**Provided data:**
———

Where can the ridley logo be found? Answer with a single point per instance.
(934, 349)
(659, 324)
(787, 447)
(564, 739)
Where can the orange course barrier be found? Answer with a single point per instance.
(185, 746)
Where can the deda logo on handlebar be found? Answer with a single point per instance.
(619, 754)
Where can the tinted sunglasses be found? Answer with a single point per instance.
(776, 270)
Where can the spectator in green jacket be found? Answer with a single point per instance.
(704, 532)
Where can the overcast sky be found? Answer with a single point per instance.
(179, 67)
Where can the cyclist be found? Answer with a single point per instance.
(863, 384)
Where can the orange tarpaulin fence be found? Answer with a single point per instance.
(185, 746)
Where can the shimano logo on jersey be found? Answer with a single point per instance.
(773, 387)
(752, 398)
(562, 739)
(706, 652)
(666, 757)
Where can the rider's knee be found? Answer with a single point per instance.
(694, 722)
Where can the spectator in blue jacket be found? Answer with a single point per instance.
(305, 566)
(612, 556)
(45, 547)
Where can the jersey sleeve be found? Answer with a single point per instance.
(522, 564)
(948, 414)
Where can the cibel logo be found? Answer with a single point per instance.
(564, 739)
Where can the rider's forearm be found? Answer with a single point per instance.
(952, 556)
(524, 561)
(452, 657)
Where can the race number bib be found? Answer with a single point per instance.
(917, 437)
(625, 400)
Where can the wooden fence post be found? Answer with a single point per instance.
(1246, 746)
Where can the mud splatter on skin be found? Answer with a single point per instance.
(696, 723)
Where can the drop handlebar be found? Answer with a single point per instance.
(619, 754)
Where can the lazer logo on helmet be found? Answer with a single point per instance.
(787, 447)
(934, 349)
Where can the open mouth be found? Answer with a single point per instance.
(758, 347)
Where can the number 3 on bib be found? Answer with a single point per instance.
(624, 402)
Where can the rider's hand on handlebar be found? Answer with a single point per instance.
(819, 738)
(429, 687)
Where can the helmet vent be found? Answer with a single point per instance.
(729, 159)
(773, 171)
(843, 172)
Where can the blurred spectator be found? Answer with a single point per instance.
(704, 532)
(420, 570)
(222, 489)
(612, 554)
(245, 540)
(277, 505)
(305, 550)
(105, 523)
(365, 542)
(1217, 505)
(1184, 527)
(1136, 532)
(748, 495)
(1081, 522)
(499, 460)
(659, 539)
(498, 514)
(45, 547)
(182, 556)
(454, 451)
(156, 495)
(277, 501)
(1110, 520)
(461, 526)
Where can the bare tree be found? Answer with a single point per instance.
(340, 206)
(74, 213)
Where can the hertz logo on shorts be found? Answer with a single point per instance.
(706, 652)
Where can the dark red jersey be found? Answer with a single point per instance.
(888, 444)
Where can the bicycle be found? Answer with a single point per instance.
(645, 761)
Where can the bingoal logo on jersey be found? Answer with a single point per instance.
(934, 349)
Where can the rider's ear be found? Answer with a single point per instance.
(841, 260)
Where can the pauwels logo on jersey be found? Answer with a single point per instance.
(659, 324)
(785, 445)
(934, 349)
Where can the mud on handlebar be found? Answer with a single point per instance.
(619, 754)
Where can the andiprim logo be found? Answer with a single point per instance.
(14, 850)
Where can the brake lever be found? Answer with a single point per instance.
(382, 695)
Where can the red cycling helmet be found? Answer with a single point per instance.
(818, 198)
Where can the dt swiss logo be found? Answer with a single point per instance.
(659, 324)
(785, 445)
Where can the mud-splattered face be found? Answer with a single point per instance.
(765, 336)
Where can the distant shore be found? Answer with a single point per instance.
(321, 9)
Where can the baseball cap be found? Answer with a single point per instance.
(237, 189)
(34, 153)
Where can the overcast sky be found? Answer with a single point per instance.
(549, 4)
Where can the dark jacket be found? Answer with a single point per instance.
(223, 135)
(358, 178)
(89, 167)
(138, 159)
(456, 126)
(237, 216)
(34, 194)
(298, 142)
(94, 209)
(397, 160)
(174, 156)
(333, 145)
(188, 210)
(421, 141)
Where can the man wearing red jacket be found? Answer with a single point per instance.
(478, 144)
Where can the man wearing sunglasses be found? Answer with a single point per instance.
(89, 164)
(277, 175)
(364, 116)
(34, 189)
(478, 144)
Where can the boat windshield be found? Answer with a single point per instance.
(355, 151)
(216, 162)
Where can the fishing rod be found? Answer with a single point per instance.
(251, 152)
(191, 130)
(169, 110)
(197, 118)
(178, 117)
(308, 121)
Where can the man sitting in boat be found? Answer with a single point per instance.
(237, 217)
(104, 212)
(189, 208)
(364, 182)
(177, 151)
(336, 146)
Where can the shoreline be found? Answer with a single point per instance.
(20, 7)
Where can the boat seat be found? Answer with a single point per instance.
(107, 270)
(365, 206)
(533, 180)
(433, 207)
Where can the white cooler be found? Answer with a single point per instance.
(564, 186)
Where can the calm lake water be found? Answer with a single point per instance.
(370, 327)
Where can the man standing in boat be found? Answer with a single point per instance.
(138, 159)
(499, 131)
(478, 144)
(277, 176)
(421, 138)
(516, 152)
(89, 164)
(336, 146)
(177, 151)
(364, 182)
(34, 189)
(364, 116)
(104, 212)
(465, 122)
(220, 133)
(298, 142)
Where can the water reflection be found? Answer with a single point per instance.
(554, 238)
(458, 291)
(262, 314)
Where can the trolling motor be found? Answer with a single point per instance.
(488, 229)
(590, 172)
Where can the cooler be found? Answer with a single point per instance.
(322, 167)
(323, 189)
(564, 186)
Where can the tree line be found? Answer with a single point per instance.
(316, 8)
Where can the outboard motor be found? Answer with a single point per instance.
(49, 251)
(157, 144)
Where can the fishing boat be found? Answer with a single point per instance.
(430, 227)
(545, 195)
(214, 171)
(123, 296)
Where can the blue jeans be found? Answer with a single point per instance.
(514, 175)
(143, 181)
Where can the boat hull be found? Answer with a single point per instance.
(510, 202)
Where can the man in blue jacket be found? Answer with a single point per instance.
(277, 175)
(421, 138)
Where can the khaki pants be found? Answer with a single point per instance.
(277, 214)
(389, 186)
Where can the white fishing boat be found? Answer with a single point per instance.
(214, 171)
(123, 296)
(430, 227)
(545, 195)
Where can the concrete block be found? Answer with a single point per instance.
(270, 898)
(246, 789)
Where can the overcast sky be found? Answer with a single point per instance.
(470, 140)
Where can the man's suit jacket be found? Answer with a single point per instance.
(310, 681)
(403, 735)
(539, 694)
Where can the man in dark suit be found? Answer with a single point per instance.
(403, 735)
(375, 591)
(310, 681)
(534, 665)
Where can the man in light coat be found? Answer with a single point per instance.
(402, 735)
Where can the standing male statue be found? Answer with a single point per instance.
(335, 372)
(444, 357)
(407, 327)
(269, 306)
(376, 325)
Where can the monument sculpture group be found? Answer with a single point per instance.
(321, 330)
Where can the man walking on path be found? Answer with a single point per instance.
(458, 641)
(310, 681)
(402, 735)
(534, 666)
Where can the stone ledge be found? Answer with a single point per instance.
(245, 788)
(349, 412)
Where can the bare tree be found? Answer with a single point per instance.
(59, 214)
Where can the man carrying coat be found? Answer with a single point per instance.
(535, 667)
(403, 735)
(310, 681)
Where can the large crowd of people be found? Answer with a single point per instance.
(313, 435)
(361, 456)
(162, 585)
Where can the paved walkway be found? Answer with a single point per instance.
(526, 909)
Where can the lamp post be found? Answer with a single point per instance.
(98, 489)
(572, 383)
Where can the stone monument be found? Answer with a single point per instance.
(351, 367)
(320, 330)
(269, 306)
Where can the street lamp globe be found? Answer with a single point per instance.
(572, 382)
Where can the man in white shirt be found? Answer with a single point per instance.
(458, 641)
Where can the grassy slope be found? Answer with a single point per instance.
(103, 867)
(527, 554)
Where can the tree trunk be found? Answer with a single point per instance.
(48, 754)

———

**What you have to do:** Arrange the part of the data above that opens with the line containing "Where can the man in white" and runs through the end of the data as a two-column CSV with the columns text and answer. Give one row per entry, with its text and its answer each in one quoted field and any line breaks turned into spaces.

**Written solution:**
text,answer
"Where can the man in white shirt be found? Answer with a single point per instance.","(458, 641)"
"Where can the grassy slope be found? Answer with a single point per instance.","(103, 867) (527, 554)"
"Where can the tree trunk be found? Answer with a single point per instance.","(48, 754)"